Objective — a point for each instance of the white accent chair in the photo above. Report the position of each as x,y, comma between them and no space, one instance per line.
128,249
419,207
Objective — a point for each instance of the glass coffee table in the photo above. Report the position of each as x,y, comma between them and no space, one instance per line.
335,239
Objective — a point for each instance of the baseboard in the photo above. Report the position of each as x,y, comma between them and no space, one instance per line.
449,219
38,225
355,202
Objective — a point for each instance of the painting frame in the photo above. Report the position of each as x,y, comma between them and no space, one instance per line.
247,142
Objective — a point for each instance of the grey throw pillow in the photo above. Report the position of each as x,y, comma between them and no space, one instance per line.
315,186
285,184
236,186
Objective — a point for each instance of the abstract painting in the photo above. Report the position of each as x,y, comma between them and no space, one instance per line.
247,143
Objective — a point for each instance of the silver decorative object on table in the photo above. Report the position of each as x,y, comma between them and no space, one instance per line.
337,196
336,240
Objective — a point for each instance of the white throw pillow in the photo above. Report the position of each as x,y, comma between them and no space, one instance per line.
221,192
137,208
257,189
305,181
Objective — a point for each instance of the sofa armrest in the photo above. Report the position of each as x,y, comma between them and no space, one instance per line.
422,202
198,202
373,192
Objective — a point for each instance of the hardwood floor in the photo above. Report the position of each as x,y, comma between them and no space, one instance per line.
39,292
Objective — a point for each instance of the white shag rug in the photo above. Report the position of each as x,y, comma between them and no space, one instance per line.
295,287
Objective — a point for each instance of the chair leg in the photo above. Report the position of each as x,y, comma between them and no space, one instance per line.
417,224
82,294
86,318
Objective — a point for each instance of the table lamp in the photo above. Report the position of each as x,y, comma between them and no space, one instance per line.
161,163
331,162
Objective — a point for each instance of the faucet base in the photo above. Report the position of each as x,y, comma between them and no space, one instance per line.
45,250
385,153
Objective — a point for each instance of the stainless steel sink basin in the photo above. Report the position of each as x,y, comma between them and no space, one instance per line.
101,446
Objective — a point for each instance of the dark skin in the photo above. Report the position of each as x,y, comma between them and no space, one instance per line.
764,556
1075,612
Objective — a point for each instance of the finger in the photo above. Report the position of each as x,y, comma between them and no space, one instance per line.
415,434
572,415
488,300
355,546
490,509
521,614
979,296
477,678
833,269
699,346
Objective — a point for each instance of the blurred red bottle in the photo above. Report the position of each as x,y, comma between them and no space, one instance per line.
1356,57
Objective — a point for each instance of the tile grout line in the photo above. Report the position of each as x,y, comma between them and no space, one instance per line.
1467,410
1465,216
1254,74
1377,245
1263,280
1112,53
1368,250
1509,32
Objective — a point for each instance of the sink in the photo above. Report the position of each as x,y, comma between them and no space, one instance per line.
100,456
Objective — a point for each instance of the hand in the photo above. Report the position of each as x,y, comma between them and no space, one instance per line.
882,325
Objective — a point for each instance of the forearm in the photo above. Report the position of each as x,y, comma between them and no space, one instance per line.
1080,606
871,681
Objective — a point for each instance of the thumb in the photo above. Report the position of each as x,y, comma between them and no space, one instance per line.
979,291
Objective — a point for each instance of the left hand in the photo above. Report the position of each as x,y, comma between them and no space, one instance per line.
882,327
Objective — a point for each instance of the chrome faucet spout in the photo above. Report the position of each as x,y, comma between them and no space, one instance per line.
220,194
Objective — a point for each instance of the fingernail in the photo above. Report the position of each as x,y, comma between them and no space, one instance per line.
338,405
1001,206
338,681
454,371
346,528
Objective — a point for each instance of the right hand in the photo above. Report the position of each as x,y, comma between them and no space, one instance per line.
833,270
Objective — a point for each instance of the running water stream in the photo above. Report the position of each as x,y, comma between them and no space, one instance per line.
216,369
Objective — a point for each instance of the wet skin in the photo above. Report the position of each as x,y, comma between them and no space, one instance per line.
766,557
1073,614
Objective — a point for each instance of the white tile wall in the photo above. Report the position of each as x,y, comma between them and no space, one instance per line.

+ + + + + + +

Substitute "Goal" for every occurrence of "Objective" in the lines above, and reproduce all of those lines with no other change.

*REPLY*
Goal — a point for each instance of the white accent chair in the photo above. Report the position of each as x,y, comma between them and no space, one instance per line.
128,249
419,207
Goal — a point for each instance of the glass coffee table in the photo above. Report the position of each as x,y, comma between them and no space, one instance per line.
335,239
Goal — a point for each instance of the baseboard in the photo above. Report the position of each as x,y, comma between them and no space, one instance per line.
449,219
38,225
355,202
Goal — a point for each instance of the painting frame in the photo above. Report the position of each as x,y, comma between them and no space, one instance per line.
247,142
Goal — a point for each instance of the grey throw pillow in the photo above. Report the position of each as x,y, comma between them and no space, one instance per line.
315,186
285,184
236,186
Goal — a point for each instance of the abstract painting in the photo above. Report the position of each as x,y, comma between them and no space, one instance per line.
247,143
Goal — a point for each instance of the silver decorative object on table in the photo above. Report the position of each as x,y, comma between them and no space, one instance per line.
337,196
336,240
Goal — a point for each instance of the white throw pillow in the photo above. Report the position of each as x,y, comma between them and no space, one instance per line.
221,192
137,208
257,189
305,181
Goal — a point for each instance of the sofa armrest in the photo above. Report the position of each as x,y, comma between them and no space, one instance per line.
422,202
198,202
373,192
Goal — a point for each instance of the hardwood floor in the photo above. Report the position of each as x,y, comma between them and no space, one instance per line.
39,292
Goal — a point for each instance of the white shag rug in the photo above. Report the position of each as x,y, comma between them and no space, one instance per line.
295,287
Goal — a point for each instance of the chair leg in the photo above. Report the position of each as x,y, comma between them and no space, one instance per line.
417,224
82,294
86,318
Goal — a point for each instance of the table lamp in the photo above. Report the position of each as x,y, comma between them and no space, one instance per line.
161,163
331,162
Goal — a point for each instance of the faucet base in the photo above. Report the position of each as x,y, comma between them and no space, one instance per line.
45,250
385,153
Goal — a point for each instance of the stainless steel sink basin in the photo above. Report the position of each as x,y, comma between them and no space, one instance per line.
101,446
Goal — a point for each instance of the dark skin in the photo above. Report the position of each as x,y, comma between them and no space, one instance per line.
764,556
1075,612
Goal — a point for each instance of the finger in the photo above. Report the position of each as x,y, comma between them and no space, one instance per line.
415,434
572,415
488,300
355,546
490,509
521,614
979,296
477,678
833,269
699,346
Goal — a point for each instance of the blurred red bottle in the photo above. Report the position of each as x,y, comma between them and no space, one instance per line.
1356,57
Goal — a point for each instance of the tile grout line in the photo above. Report the position of each as x,y, comma between them and no space, one instance per line.
1467,410
1465,216
1254,74
1377,245
1263,280
1112,53
1368,250
1509,32
Goal — a point for each instance of the sink in the photo above. Report the position of each as x,y, comma between them and no space, one instance per line.
100,456
Goal — a point for each instance of the hand in the photo above. Report the position of each as x,y, comma between them and no space, one instance per line.
882,325
Goal — a point for each instance of the forearm in the photo above. Report the position of each as x,y, comma between them and no space, one instance per line.
1080,606
871,681
Goal — a point for each instance of the thumb in the photo above. Report the position of each as x,y, comma between them and no space, one instance per line.
979,291
Goal — a point for each instance of the left hand in the photo above. Report the position of each as x,y, comma between them and no space, one instance per line.
882,327
Goal — a point for each instance of the chrome faucet spout in the photo above. Report the position of each as x,y, comma between them and no space, one instance per line.
220,194
Goal — a point for each instance of the fingernail in the photo above. Report the position of each as x,y, comma between them and no space, one instance per line.
338,405
1001,206
338,681
454,371
346,528
Goal — a point for each instance of the right hand in the photo above. Report the position of each as x,y, comma between them and no space, one instance per line.
833,270
Goal — a point for each instance of the running water stream in the photo above. Report the position of each as x,y, comma between them and no space, one instance per line.
216,369
Goal — a point for each instance of the wet skin in the photo above. Report the position of each as x,y, comma between them and no space, one instance per line.
766,557
1073,614
Goal — a point for each instance of the white tile wall in the photo above. Report the position of each as x,y, comma between them and no space, one instance per line.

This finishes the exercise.